Text segment:
Sharpe, Eric J.: Comparative Religion. A History, London, 1975.

Sharpe, Eric J., “The Compatibility of Theological and Religious Studies. Historical, Theological and Contemporary Perspectives,” in: The Council of Societies for the Study of Religion Bulletin, vol. 26, No. 3, 1997, pp. 66-68.

1 comment:

  1. The points that you raise in this post (and the next one) from Eric Sharpe, brought to my mind recollections of my time as one of his undergraduate students at the University of Sydney. Sharpe was very keen to encourage students in religious studies to read widely, to cross over the disciplines, and to cultivate what he called "imaginative sympathy" with the study of the past.

    I also recall his "sighs" when students had blank stares about classic pieces of English literature from the Nineteenth century. He had an occasion to allude to Rudyard Kipling's "Ballad of East and West", and was appalled that almost no-one had heard of Kipling let alone had ever read the Ballad!

    In this regard, I am also reminded of Sharpe's remarks in "Understanding Religion" (London: Duckworth, 1983)pp 16-17:

    "When ordinary Christian students find it almost impossible to enter imaginatively into the Christianity of a hundred years ago, which they dismiss with a phrase such as 'Victorian smugness' or 'imperialistic arrogance', and decline to study more closely, is it not likely that the same difficulty will present itself magnified a thousandfold when the time comes to examine Christian origins or the Protestant Reformation? One suspects in both cases that what is being studied is less the first or sixteenth century than the impression which has left on the mind of the twentieth. And that the personal qualities on which religious studies tries to insist are, in such cases as these, mainly conspicuous by their absence."

Exercise: Can you rewrite the Eric Sharpe text, beginning at the words "Sharpe, Eric J.: Comparative" and stopping after "1997, pp. 66-68.", with "Journal" in place of "Bulletin"?

Provided data:
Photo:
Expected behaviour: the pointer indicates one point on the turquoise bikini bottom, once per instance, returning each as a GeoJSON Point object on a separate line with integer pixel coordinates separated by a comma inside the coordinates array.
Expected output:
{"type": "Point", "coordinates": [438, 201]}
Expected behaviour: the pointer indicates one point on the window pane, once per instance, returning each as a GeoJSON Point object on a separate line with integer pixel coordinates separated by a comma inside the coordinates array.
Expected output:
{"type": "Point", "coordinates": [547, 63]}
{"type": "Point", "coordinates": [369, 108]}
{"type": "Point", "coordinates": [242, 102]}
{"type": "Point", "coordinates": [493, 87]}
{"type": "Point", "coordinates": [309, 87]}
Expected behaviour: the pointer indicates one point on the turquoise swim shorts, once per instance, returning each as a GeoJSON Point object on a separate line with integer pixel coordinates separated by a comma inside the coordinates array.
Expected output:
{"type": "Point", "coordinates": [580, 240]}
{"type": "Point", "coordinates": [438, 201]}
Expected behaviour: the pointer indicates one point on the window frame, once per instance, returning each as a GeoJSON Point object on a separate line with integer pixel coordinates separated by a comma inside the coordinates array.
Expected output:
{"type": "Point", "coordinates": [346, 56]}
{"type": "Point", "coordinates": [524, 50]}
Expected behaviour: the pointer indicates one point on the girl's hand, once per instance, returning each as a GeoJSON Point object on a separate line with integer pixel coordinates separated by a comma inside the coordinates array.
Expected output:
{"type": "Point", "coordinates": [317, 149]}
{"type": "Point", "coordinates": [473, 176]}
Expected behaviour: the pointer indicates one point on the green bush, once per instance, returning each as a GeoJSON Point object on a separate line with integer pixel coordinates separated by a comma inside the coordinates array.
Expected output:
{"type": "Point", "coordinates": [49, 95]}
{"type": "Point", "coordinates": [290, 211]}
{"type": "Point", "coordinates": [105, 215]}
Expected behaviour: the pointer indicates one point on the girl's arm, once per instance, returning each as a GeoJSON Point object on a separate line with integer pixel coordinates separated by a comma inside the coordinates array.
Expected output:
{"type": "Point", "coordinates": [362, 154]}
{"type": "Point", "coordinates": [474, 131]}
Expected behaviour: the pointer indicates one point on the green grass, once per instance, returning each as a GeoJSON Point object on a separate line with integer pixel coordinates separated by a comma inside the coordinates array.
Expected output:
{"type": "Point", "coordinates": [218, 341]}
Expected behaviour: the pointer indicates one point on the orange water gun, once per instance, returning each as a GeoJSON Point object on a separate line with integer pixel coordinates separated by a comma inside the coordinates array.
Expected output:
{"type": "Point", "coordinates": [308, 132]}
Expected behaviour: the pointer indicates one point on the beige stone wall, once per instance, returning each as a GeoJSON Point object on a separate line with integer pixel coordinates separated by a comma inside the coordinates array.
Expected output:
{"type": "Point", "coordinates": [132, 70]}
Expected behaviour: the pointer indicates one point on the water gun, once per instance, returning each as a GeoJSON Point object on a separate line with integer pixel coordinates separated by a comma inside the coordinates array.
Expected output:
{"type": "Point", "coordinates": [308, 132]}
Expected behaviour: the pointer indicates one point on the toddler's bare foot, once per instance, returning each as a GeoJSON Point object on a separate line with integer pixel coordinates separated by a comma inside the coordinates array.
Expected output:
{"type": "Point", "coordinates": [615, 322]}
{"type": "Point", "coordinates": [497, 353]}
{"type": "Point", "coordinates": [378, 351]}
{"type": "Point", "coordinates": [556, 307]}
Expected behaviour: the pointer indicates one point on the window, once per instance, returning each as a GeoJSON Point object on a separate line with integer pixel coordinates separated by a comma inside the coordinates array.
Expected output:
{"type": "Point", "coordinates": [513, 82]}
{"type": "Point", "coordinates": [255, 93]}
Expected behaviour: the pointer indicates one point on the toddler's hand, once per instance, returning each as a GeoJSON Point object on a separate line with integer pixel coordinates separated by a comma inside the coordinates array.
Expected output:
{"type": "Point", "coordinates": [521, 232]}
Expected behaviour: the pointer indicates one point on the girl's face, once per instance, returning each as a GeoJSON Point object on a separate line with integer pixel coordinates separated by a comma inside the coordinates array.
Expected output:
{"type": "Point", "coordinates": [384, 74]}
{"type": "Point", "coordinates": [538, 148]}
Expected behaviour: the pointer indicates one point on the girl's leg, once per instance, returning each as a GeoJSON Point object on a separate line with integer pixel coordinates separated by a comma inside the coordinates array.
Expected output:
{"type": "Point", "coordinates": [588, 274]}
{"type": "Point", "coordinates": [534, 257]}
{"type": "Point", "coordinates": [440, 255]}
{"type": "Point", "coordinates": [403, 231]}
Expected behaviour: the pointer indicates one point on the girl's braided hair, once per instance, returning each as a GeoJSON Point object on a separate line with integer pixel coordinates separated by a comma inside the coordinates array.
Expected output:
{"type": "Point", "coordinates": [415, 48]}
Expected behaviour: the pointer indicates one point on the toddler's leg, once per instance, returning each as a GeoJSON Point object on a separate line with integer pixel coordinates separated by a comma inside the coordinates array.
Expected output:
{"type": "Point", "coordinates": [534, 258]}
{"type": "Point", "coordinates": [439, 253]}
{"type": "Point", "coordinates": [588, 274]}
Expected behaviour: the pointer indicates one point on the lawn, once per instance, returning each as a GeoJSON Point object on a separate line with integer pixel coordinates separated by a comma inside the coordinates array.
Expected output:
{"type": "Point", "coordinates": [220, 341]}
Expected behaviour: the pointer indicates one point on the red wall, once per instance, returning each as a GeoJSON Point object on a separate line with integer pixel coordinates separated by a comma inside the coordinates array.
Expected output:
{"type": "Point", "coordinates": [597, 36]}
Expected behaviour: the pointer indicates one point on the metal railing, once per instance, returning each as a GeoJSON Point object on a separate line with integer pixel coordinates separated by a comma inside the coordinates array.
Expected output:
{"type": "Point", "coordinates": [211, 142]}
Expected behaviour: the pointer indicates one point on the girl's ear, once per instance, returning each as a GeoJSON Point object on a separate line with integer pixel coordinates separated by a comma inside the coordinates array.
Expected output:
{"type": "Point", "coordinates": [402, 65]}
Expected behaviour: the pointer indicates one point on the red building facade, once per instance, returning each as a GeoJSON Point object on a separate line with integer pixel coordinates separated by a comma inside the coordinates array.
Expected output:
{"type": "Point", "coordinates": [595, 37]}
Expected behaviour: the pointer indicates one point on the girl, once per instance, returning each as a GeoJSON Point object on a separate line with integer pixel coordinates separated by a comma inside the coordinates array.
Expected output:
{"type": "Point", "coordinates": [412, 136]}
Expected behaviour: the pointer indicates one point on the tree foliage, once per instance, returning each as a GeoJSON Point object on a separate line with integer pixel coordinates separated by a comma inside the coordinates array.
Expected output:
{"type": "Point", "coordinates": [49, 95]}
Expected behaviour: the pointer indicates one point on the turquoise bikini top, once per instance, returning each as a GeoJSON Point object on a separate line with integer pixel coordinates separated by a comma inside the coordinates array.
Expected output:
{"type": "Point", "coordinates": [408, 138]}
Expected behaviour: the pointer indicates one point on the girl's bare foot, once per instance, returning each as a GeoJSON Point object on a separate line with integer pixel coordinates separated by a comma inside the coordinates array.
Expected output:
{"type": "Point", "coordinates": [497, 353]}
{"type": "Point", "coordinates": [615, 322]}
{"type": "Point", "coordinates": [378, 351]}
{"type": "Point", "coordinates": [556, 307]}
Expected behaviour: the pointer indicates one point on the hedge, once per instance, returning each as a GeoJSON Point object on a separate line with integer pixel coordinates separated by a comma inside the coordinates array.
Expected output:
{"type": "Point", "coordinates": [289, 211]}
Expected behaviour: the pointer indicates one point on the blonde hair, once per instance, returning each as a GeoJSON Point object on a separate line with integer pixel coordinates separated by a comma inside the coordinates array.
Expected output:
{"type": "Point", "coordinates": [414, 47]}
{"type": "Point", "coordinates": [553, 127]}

The result:
Sharpe, Eric J.: Comparative Religion. A History, London, 1975.

Sharpe, Eric J., “The Compatibility of Theological and Religious Studies. Historical, Theological and Contemporary Perspectives,” in: The Council of Societies for the Study of Religion Journal, vol. 26, No. 3, 1997, pp. 66-68.